Exercise requirements: The finished copy should match every record exactly and contain no pictures.

(Records from a data collection)
□ □ □ □ □ □ □

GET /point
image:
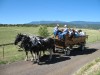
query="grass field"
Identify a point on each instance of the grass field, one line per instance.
(8, 34)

□ □ □ □ □ □ □

Finished task:
GET /point
image:
query="grass field"
Identify a point on each instance of the grass field, one line per instance.
(8, 34)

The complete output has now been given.